- INPUT DATA:
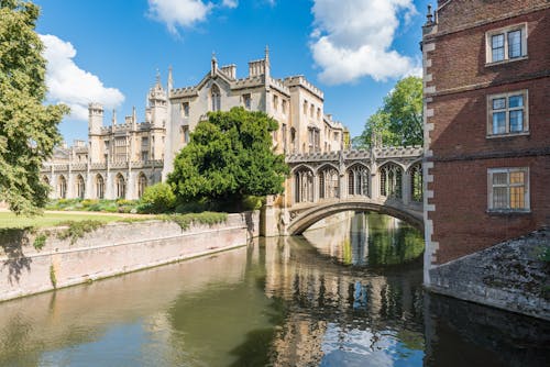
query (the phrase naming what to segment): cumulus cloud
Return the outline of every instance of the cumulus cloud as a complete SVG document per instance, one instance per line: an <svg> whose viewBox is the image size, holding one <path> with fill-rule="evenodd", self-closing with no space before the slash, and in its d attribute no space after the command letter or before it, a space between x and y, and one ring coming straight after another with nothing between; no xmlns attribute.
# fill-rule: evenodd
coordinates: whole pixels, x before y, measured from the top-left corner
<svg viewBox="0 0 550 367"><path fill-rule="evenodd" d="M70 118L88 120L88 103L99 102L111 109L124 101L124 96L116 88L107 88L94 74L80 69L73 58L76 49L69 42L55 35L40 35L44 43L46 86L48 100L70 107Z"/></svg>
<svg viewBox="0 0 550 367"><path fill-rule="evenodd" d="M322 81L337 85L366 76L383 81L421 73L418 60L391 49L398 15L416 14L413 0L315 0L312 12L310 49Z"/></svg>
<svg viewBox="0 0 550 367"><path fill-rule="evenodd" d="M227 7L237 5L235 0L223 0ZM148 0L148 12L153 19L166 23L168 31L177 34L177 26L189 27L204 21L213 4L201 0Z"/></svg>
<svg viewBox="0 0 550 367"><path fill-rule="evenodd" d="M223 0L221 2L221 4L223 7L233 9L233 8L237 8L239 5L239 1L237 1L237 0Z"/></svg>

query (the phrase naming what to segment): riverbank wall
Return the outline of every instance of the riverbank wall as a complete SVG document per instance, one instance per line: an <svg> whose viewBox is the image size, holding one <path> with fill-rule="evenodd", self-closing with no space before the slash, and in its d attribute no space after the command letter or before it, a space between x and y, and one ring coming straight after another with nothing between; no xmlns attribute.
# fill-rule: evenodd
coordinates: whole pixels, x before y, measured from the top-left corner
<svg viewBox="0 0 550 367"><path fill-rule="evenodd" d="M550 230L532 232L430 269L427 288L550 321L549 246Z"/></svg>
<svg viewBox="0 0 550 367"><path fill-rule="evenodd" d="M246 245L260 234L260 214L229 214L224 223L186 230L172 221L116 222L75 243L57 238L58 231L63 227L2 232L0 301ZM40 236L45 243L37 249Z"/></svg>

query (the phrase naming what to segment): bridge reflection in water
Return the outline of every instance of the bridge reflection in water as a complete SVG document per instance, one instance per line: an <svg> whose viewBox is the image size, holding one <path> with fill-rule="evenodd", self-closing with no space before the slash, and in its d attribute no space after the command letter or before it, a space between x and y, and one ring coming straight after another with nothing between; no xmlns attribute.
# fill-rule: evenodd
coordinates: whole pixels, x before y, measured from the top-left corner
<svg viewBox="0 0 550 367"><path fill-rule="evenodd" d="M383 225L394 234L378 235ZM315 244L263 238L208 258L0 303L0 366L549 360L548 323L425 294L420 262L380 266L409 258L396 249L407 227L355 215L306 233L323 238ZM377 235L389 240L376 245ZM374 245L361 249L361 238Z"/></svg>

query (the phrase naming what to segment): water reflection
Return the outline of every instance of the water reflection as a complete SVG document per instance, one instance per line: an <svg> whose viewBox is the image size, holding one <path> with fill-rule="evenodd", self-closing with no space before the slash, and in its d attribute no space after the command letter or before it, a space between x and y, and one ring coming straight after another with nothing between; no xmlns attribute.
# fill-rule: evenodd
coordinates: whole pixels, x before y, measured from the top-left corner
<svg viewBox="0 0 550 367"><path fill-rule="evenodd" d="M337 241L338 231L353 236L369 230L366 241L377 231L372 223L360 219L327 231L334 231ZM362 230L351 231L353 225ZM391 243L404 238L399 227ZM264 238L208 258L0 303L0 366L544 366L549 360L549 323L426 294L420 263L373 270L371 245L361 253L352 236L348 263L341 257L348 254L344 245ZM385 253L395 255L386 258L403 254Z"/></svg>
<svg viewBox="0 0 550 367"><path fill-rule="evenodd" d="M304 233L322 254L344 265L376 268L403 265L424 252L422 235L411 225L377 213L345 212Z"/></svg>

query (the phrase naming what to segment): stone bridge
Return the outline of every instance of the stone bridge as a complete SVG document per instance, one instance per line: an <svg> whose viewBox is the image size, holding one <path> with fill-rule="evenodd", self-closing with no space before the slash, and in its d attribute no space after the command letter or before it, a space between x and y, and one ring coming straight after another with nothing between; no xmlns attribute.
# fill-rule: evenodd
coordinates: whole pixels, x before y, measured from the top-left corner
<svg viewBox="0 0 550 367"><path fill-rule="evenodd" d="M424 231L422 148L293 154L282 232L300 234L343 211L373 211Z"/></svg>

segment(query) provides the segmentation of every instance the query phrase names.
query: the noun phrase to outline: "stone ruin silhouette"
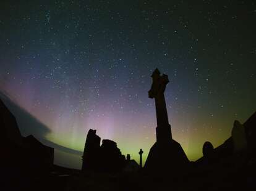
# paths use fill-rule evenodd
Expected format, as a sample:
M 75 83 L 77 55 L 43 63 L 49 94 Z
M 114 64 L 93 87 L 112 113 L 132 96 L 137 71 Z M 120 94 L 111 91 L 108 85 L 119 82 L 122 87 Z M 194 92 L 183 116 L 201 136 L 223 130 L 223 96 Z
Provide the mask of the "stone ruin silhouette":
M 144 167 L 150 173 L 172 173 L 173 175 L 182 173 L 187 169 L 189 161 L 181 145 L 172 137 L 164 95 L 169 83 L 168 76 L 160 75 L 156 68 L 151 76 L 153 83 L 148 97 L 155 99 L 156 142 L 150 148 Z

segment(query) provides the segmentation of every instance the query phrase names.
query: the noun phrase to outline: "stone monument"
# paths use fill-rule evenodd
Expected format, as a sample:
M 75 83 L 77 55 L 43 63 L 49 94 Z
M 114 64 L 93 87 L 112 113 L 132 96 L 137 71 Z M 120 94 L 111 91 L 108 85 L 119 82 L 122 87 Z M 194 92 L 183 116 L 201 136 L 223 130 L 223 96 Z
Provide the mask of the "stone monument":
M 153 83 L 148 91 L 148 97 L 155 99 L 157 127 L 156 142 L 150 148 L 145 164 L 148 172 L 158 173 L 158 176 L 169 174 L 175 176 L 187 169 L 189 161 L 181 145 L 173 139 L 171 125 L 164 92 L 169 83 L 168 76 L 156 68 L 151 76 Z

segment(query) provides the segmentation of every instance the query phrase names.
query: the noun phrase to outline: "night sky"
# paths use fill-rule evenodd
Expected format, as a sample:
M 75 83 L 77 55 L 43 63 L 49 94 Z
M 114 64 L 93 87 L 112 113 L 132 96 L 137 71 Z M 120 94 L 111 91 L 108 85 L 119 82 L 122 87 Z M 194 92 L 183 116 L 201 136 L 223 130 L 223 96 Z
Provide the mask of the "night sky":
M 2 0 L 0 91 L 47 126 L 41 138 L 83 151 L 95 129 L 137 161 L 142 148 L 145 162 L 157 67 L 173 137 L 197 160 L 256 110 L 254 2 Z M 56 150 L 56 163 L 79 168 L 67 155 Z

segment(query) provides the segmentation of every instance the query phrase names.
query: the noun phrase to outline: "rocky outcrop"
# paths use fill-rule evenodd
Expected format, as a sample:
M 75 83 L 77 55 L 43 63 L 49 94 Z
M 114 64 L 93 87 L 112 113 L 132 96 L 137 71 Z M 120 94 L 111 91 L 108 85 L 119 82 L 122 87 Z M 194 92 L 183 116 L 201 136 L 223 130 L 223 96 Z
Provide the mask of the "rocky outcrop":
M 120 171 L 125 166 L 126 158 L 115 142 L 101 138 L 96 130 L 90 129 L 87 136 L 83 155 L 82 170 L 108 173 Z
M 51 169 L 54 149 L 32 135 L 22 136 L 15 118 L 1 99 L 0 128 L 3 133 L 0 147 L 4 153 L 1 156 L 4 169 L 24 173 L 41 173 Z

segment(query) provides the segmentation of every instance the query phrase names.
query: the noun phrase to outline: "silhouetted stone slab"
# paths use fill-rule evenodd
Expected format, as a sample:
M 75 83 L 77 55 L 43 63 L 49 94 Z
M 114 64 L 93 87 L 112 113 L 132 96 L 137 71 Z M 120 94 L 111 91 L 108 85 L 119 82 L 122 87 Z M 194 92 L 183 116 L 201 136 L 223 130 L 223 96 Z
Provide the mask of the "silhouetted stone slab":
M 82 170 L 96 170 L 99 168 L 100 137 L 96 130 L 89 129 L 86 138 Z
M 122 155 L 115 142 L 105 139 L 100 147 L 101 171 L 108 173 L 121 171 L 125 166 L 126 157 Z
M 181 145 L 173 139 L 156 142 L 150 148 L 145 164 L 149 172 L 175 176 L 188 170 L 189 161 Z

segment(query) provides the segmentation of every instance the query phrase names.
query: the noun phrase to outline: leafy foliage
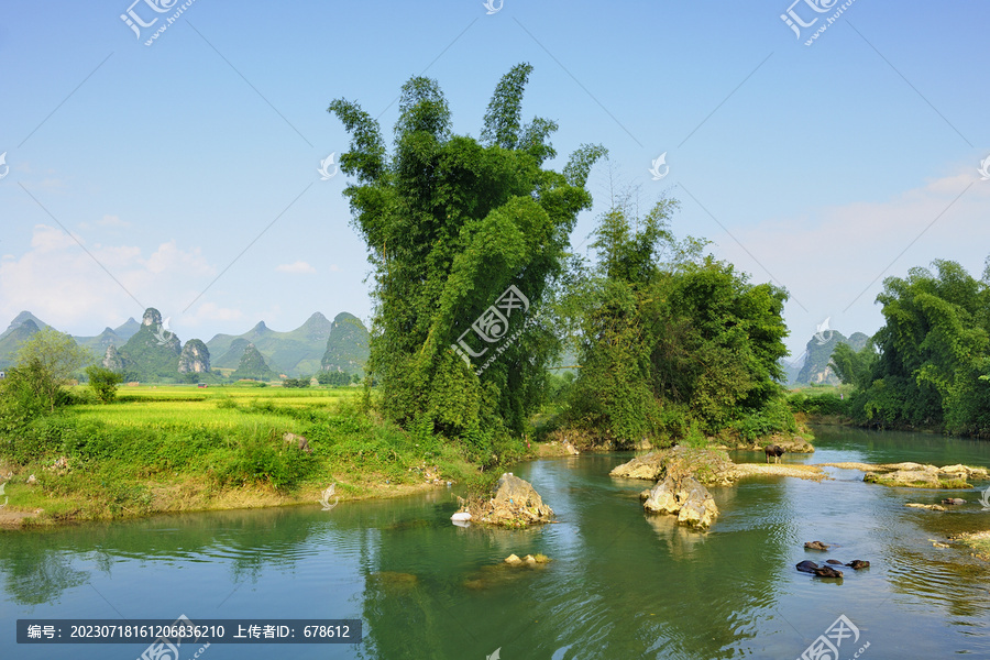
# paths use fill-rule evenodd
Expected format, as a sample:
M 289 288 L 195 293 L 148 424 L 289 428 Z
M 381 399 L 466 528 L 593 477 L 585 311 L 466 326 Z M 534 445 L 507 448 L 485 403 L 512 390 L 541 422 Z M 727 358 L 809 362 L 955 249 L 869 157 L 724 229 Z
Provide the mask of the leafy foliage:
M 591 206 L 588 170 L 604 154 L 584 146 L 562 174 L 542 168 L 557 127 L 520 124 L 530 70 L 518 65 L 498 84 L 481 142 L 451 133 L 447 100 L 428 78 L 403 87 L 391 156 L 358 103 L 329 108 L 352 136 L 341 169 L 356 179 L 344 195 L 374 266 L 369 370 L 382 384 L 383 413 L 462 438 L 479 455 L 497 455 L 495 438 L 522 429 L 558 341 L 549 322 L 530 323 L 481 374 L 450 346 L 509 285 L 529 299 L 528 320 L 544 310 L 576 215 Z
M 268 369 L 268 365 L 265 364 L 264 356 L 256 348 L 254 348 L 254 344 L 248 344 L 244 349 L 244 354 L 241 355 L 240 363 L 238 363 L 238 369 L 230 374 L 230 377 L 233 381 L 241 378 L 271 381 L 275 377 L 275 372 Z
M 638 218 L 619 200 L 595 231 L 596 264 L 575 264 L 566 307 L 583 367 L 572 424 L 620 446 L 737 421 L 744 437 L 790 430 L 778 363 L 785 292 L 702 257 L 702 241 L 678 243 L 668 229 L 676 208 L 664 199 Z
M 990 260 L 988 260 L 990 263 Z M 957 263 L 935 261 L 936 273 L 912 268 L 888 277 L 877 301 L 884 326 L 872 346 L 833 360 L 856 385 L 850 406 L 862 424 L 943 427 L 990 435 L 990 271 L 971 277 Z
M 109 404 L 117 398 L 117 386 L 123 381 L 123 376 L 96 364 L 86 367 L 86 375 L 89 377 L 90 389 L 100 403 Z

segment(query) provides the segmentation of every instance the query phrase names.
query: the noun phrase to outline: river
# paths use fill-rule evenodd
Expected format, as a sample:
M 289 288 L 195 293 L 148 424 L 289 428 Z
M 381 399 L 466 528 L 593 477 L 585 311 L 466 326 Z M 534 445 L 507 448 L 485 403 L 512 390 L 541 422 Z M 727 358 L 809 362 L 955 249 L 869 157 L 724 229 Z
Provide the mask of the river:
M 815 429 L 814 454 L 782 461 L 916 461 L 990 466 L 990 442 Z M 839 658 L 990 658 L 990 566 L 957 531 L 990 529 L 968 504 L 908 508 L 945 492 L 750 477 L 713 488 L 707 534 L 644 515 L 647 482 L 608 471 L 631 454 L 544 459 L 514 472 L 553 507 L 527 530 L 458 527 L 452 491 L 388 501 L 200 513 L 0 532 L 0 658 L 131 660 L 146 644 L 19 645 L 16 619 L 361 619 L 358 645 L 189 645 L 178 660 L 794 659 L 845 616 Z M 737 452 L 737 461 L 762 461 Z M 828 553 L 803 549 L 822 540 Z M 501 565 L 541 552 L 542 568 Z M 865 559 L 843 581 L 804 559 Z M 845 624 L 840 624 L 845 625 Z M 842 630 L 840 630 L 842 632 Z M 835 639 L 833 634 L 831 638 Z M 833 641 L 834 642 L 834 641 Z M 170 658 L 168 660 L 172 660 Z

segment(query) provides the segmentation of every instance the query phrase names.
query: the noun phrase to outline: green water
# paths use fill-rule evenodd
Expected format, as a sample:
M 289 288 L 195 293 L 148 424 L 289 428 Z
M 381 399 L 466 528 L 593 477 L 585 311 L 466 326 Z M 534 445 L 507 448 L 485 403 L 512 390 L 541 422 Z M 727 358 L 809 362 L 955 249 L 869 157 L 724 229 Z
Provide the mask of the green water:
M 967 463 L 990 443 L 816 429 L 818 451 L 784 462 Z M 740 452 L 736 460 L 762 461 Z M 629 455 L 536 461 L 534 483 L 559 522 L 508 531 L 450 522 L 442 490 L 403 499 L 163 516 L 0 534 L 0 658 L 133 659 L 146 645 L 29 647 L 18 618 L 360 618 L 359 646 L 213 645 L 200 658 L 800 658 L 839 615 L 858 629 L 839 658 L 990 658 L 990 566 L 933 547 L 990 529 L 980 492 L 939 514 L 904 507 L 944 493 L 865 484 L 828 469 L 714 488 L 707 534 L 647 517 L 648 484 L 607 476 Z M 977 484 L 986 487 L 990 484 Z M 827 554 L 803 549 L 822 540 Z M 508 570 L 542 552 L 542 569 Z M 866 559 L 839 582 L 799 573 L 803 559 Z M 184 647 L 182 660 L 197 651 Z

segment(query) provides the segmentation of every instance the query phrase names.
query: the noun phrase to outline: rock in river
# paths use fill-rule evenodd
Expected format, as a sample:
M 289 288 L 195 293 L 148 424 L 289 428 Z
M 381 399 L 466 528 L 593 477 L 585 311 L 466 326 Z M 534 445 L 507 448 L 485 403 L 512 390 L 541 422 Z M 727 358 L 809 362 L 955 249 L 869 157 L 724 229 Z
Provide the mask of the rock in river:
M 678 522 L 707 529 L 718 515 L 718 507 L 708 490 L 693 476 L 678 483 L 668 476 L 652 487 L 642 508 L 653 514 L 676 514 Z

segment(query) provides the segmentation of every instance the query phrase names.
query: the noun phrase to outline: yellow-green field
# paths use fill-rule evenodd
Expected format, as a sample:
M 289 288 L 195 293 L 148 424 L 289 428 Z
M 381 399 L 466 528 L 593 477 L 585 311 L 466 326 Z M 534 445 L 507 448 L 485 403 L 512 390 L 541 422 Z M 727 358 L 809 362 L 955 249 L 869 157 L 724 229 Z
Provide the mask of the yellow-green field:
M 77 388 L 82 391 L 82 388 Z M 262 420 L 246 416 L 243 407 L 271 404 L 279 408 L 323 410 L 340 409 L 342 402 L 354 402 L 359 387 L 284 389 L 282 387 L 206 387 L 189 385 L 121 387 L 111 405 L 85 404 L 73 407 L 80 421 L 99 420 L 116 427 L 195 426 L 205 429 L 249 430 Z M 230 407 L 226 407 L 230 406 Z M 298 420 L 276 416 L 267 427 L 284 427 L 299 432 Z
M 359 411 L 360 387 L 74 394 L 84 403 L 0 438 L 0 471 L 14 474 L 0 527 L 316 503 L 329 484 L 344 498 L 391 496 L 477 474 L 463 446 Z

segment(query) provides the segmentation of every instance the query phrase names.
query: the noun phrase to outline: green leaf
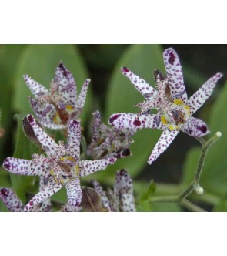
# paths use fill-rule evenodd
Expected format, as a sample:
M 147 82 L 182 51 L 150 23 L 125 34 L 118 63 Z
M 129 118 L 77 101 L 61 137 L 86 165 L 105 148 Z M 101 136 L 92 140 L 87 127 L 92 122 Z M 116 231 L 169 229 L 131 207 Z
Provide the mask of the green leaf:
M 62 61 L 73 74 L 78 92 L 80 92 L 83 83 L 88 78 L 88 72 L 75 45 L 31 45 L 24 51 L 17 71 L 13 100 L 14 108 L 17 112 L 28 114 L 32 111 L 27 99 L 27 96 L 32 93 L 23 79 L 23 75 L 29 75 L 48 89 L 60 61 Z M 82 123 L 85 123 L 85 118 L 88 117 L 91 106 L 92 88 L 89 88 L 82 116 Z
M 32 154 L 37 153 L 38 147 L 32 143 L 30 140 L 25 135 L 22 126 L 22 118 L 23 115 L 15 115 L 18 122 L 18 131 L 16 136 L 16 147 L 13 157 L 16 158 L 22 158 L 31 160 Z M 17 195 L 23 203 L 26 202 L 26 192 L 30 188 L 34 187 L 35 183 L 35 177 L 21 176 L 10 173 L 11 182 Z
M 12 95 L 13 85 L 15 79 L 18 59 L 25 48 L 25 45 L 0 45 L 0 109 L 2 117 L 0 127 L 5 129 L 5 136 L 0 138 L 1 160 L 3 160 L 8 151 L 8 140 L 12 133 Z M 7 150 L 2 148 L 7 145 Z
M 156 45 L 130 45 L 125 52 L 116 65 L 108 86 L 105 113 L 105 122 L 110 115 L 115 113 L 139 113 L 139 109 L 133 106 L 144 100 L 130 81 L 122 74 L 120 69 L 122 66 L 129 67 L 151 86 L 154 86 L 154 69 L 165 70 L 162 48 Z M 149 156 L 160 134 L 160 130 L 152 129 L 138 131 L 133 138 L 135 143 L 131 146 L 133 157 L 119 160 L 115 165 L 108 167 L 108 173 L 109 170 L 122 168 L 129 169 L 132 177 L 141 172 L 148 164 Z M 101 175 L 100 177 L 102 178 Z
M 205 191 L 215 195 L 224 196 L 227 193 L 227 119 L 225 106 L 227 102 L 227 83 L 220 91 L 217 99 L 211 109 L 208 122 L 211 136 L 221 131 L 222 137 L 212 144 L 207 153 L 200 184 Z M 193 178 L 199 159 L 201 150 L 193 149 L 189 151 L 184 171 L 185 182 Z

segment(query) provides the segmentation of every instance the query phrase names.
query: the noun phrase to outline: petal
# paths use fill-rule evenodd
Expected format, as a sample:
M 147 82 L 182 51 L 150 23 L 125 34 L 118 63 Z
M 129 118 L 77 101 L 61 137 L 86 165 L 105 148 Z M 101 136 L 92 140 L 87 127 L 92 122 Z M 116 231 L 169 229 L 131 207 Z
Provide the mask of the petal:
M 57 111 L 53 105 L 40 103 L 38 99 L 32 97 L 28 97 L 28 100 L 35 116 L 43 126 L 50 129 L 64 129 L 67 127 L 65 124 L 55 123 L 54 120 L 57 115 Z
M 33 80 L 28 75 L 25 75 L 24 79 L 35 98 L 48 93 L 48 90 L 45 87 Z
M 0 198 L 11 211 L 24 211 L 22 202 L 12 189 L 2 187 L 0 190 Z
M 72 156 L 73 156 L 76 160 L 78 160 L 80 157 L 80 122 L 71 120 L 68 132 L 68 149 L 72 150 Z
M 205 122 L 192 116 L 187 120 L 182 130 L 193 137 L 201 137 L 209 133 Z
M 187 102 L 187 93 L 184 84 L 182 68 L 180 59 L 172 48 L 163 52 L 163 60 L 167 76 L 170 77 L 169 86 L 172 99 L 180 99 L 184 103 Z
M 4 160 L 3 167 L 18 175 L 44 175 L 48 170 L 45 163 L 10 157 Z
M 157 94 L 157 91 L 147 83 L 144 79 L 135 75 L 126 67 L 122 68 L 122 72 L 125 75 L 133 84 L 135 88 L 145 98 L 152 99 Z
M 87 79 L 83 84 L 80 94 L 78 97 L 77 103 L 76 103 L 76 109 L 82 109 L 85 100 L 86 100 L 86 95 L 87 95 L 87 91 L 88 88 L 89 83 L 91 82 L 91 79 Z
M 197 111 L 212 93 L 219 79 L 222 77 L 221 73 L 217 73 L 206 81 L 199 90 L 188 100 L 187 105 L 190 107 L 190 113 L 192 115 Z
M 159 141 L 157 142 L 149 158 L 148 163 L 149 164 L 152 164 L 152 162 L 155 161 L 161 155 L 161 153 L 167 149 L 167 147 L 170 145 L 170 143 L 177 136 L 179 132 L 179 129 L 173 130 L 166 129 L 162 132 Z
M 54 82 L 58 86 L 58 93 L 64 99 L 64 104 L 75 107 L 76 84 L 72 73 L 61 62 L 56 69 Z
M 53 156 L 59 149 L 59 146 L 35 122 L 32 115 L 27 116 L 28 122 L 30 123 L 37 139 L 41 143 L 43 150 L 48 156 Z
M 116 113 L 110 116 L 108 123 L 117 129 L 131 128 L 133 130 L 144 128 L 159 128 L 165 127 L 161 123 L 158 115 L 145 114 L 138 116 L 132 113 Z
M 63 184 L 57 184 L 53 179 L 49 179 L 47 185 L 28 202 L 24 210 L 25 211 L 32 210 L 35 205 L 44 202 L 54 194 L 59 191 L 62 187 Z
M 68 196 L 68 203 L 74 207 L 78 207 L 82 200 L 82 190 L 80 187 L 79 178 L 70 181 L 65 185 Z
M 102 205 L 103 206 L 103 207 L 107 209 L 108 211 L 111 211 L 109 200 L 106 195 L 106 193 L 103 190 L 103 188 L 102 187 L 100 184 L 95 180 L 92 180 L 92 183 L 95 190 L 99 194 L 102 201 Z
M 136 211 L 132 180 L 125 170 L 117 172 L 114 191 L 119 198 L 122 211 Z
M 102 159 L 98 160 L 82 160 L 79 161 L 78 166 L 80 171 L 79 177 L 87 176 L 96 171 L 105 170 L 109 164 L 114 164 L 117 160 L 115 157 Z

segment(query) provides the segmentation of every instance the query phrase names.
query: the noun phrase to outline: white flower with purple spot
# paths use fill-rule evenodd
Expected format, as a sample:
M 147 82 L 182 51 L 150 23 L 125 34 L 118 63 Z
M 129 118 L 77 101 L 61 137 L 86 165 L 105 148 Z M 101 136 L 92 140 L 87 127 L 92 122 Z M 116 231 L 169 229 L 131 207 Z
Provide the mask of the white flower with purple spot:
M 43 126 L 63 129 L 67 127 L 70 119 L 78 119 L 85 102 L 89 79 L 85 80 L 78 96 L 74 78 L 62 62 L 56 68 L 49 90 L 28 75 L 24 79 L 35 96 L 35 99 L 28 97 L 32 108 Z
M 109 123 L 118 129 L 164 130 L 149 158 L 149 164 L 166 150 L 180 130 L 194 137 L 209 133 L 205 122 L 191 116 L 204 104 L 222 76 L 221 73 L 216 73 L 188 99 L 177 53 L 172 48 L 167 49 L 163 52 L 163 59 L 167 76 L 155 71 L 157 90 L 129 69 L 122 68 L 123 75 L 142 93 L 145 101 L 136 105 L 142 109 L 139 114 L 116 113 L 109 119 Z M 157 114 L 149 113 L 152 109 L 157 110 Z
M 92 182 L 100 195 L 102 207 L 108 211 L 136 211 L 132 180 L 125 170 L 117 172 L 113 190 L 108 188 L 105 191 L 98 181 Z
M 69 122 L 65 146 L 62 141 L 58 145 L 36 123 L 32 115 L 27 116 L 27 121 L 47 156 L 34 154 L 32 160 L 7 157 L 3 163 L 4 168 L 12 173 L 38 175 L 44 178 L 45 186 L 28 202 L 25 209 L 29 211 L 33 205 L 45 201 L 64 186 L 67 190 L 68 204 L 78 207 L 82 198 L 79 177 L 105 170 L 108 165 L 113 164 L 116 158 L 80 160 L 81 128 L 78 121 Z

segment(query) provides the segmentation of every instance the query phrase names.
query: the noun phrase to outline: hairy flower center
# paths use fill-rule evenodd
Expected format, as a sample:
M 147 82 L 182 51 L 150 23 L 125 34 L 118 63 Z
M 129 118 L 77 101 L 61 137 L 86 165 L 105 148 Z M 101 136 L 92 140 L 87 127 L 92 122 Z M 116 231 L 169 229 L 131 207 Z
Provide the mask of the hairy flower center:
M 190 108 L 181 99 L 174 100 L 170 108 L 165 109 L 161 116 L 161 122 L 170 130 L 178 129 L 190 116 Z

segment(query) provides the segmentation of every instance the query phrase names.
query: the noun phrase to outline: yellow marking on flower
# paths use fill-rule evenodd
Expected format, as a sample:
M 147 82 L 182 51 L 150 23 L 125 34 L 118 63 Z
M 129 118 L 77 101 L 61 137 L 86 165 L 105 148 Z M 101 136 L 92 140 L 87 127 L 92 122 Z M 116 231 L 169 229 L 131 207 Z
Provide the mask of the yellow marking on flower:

- EXERCISE BRIEF:
Output the data verbatim from the line containing "query (the phrase naming what to segment): bridge" up to and including the line containing "233L322 254L344 265L376".

- TASK ANSWER:
query (the phrase naming what to segment): bridge reflection in water
Return the outline of every instance of the bridge reflection in water as a complete SVG document per instance, one instance per line: an <svg> whose viewBox is the image size, holding one <path> with fill-rule="evenodd", self-closing with no space before the slash, and in its d attribute no space after the command letter or before it, a space between x and y, and one ring coming straight after another with nothing between; no xmlns attribute.
# fill-rule: evenodd
coordinates: whole pixels, x before y, measured from the top-left corner
<svg viewBox="0 0 550 367"><path fill-rule="evenodd" d="M383 225L394 234L378 235ZM315 244L263 238L208 258L0 303L0 366L549 360L548 323L425 294L420 262L380 266L409 258L396 249L407 227L355 215L306 233L323 238ZM377 235L389 240L376 245ZM374 245L361 249L361 238Z"/></svg>

query (the phrase naming what to segment): water reflection
Return the outline of every instance of the water reflection as a complete SVG document per instance, one instance per line: an <svg> whose viewBox is the image size, holding one <path> with fill-rule="evenodd", self-closing with no space before the slash, and in its d attribute no space after the command letter or before it, a space between x and y, and one ring coming straight after another with nothing between; no xmlns attribute.
# fill-rule: evenodd
coordinates: whole pixels, x before y, measured from the top-left corner
<svg viewBox="0 0 550 367"><path fill-rule="evenodd" d="M337 241L338 231L353 236L369 230L366 241L377 231L372 223L360 219L327 231L334 231ZM362 230L351 231L353 225ZM391 243L404 238L399 227ZM264 238L208 258L0 303L0 366L544 366L549 360L549 323L426 294L420 263L373 270L371 245L361 253L352 236L348 263L341 257L348 254L344 245ZM385 253L395 255L386 258L403 254Z"/></svg>
<svg viewBox="0 0 550 367"><path fill-rule="evenodd" d="M304 233L322 254L344 265L376 268L403 265L424 252L422 235L411 225L377 213L345 212Z"/></svg>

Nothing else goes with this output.